**The exercise:** In the court opinion excerpt, on what date did Robertson file the Motion?

**Source extract:**
(begin)
On October 22, 2019, the Court screened Simpkins' Complaint, dismissing all claims except the Eighth Amendment claim against Robertson and Dietz. (ECF No. 6.) On January 28, 2020, summons was returned unexecuted as to Dietz. (ECF No. 8.) On June 22, 2020, Robertson filed the Motion. (ECF No. 20.) In the Motion, she argues that Dietz should be dismissed pursuant to Federal Rule 4(m). (Id.) On March 8, 2022, the Court ordered Simpkins to respond to the Motion by March 22, 2022. (ECF No. 25.) Simpkins has not responded to the Motion.

II. Standard of Review

Under Federal Rule of Civil Procedure 56, a court shall grant a party's motion for summary judgment “if the movant shows that there is no genuine dispute as to any material fact and the movant is entitled to judgment as a matter of law.” Fed.R.Civ.P. 56(a). “The burden of demonstrating the absence of a genuine dispute of material fact first rests with the moving party.” George v. Youngstown St. Univ., 966 F.3d 446, 458 (6th Cir. 2020) (citing Celotex Corp. v. Catrett, 477 U.S. 317, 323 (1986)). The moving party can meet this burden by showing the Court that the nonmoving party, having had sufficient opportunity for discovery, has no evidence to support an essential element of his case. Id. (citing Celotex, 477 U.S. at 322-23) .
(end)
**Stored records:**
(begin)
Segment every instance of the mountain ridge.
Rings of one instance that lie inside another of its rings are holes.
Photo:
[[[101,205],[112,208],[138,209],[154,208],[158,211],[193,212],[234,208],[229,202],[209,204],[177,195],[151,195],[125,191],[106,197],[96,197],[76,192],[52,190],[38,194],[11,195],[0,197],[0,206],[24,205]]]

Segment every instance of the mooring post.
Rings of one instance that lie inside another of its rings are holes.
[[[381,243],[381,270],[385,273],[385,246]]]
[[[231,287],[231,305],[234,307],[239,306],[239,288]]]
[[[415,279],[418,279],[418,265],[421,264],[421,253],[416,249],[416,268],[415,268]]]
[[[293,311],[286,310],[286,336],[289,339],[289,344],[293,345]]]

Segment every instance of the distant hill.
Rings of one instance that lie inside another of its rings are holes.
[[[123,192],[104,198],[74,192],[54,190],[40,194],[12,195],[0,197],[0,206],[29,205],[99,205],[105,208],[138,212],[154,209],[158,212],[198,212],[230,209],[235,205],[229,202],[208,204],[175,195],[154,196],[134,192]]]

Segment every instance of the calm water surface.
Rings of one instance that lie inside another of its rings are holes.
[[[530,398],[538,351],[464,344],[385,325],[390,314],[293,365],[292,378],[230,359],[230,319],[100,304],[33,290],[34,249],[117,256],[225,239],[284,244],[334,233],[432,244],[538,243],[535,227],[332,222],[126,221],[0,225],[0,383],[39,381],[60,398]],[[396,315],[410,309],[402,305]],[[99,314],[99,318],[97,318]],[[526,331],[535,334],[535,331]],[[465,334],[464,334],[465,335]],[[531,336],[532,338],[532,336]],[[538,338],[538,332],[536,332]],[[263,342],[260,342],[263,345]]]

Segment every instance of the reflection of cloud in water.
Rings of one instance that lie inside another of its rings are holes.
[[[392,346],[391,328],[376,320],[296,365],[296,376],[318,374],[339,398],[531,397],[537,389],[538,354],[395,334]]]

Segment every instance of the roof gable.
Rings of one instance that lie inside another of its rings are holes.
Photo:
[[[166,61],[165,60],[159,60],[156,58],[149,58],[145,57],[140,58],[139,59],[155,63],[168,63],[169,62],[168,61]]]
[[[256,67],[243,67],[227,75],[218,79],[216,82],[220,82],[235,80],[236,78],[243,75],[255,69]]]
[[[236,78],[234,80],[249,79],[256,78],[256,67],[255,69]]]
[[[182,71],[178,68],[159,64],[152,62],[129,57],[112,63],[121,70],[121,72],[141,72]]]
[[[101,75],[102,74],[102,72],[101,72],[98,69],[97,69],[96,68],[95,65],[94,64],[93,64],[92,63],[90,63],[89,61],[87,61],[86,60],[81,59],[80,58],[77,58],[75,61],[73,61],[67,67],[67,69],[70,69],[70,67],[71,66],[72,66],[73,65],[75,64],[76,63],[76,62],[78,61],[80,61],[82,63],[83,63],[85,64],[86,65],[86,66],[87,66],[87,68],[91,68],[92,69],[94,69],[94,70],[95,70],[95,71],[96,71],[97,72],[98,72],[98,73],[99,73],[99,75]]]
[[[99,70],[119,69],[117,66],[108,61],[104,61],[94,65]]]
(end)
**Exercise solution:** June 22, 2020